++++ EXTRACTED ENTRIES

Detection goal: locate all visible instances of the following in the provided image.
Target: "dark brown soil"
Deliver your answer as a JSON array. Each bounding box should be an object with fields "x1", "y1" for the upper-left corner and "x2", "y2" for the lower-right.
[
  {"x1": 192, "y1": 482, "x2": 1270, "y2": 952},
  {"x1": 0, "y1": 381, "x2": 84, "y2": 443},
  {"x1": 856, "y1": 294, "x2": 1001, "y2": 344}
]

++++++++
++++ EXTRACTED ENTRIES

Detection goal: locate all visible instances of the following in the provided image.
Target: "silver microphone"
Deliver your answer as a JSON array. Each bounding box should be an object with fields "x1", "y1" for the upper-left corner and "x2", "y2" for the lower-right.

++++++++

### GIVEN TASK
Please gather every line of the listing above that contains the string "Target". Matching is case-sensitive.

### EXERCISE SOLUTION
Target: "dark brown soil"
Target: "silver microphone"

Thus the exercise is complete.